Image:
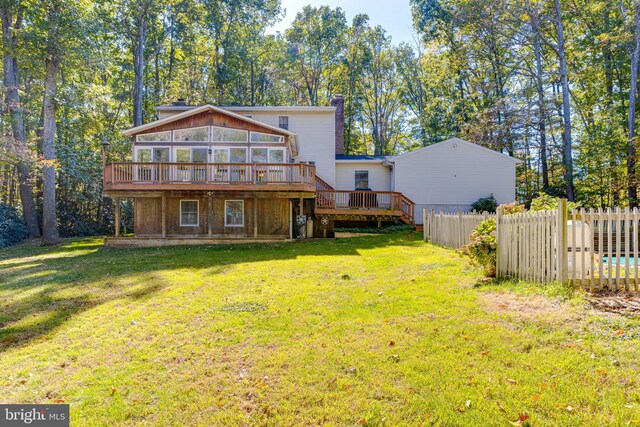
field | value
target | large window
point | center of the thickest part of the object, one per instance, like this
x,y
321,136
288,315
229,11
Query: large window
x,y
362,180
154,137
234,213
283,122
219,134
265,137
276,155
267,155
259,155
192,135
143,155
189,213
238,155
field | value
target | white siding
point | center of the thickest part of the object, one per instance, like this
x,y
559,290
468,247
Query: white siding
x,y
315,134
451,175
379,175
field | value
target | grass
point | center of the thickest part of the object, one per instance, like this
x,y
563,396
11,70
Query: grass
x,y
382,330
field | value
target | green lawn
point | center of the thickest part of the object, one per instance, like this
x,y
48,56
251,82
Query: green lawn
x,y
383,330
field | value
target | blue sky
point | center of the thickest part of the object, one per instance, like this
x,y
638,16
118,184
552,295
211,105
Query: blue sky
x,y
393,15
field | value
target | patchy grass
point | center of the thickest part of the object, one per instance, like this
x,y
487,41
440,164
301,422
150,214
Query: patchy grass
x,y
383,330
_____
**Direction:** Quote the entries in full. Any image among them is to be omitted from the copy.

**Exercise result:**
Image:
field | value
target | large window
point | center of the thickest part of the object, one per instance, like this
x,y
321,136
288,315
229,11
Query: large window
x,y
362,180
154,137
234,213
283,122
219,134
265,137
276,155
267,155
259,155
192,135
143,155
189,213
238,155
field | value
target | white siding
point | center of the thickest part of the object, one per instance, like this
x,y
559,290
468,247
Query: white siding
x,y
315,134
451,175
379,175
field | value
target | grass
point | center of the thickest part of the object, one per instance, like this
x,y
563,396
11,70
Query: grass
x,y
382,330
field | value
target | green lawn
point | center of the thickest part of the object, one per instance, like this
x,y
48,56
251,82
Query: green lawn
x,y
383,330
field | value
target | blue sky
point | center of the thickest part of the object, one per instance, like this
x,y
638,16
118,184
552,295
211,105
Query: blue sky
x,y
393,15
field | value
target | patchy grass
point | center of the thickest part of the object, one per instance, like this
x,y
487,41
440,164
301,422
150,214
Query: patchy grass
x,y
383,330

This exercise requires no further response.